### [WHAT YOU WILL DO]
Copy out every line again, requests included, starting at the line that contains "This quickstart shows" and stopping after the line that contains "75], [0, 105]]". Multiply each coordinate in the outline answers by 1.55 and round to whole numbers, with halves going up, but leave the numbers in the requests and their format samples as they are.

"""

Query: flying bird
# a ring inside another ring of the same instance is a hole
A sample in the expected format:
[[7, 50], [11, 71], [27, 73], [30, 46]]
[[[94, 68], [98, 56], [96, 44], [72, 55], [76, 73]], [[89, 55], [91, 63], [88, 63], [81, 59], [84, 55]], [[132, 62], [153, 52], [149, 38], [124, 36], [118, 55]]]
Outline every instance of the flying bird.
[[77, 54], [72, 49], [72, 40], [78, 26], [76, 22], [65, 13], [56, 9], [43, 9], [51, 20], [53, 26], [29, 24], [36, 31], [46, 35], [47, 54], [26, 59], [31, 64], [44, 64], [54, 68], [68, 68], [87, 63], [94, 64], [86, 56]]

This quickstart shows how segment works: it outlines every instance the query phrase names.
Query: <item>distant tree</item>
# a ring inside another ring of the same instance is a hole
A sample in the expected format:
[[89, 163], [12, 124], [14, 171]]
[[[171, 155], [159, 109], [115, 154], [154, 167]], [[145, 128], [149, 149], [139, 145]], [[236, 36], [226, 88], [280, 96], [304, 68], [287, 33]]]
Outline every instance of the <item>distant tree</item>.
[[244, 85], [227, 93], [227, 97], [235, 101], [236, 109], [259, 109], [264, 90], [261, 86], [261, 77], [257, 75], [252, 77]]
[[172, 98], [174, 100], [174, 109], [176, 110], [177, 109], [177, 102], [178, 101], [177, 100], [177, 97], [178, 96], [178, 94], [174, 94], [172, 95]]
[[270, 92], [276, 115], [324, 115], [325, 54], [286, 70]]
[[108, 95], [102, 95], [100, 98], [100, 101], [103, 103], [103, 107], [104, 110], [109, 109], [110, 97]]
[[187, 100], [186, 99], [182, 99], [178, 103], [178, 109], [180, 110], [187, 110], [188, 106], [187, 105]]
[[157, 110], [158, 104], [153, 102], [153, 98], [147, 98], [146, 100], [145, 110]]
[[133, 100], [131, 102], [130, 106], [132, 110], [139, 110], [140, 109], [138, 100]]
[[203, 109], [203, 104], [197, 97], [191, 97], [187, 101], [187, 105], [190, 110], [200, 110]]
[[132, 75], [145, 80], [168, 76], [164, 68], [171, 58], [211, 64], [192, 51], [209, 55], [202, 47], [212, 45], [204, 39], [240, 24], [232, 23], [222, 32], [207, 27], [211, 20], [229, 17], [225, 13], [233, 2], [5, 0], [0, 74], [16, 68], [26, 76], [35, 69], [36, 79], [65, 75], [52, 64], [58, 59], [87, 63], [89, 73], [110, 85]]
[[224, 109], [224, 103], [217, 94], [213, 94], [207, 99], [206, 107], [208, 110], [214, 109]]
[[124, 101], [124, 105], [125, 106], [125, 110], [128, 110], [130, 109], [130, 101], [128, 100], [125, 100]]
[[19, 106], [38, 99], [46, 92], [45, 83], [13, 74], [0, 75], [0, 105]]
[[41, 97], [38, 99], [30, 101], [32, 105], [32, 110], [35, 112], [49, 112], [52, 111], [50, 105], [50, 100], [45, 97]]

"""

### [SOLUTION TO THIS TASK]
This quickstart shows how segment works: it outlines every instance the query phrase names.
Query: <item>distant tree</item>
# a ring inside another ring of the same instance is a hole
A sample in the expected format:
[[89, 163], [12, 124], [14, 171]]
[[[171, 155], [159, 109], [115, 154], [154, 167]], [[145, 128], [149, 149], [139, 145]], [[236, 36], [226, 88], [280, 96], [304, 68], [287, 33]]]
Outline every instance of the <item>distant tree</item>.
[[378, 132], [352, 144], [352, 150], [364, 157], [366, 169], [401, 169], [409, 140], [405, 133], [405, 119], [398, 116], [391, 119]]
[[267, 152], [270, 155], [270, 169], [273, 171], [274, 169], [274, 158], [276, 157], [274, 155], [274, 150], [276, 149], [276, 146], [270, 146], [267, 147]]
[[419, 143], [428, 178], [502, 178], [504, 84], [443, 109]]
[[167, 147], [158, 147], [155, 152], [155, 157], [160, 160], [160, 166], [161, 171], [169, 169], [171, 150]]
[[290, 155], [288, 153], [282, 153], [276, 160], [276, 169], [279, 171], [290, 171], [291, 164], [290, 163]]
[[243, 171], [245, 161], [237, 158], [237, 152], [228, 152], [226, 155], [225, 171]]
[[206, 155], [203, 158], [202, 164], [205, 171], [215, 171], [217, 169], [214, 155]]
[[315, 169], [315, 161], [305, 150], [296, 150], [290, 157], [290, 163], [295, 171], [310, 171]]
[[205, 116], [225, 124], [260, 118], [254, 105], [265, 90], [327, 99], [298, 79], [324, 85], [313, 73], [329, 70], [316, 60], [372, 37], [360, 36], [344, 50], [321, 42], [327, 31], [355, 26], [349, 20], [361, 3], [8, 0], [0, 115], [25, 105], [40, 118], [54, 107], [56, 122], [101, 116], [81, 99], [90, 91], [135, 98], [138, 113], [171, 132]]
[[347, 169], [347, 160], [336, 146], [330, 146], [321, 153], [319, 166], [322, 171], [332, 169]]
[[192, 157], [192, 163], [194, 164], [194, 171], [198, 171], [202, 169], [202, 157], [198, 155], [194, 155]]
[[29, 164], [59, 153], [71, 143], [70, 129], [20, 115], [0, 116], [0, 163]]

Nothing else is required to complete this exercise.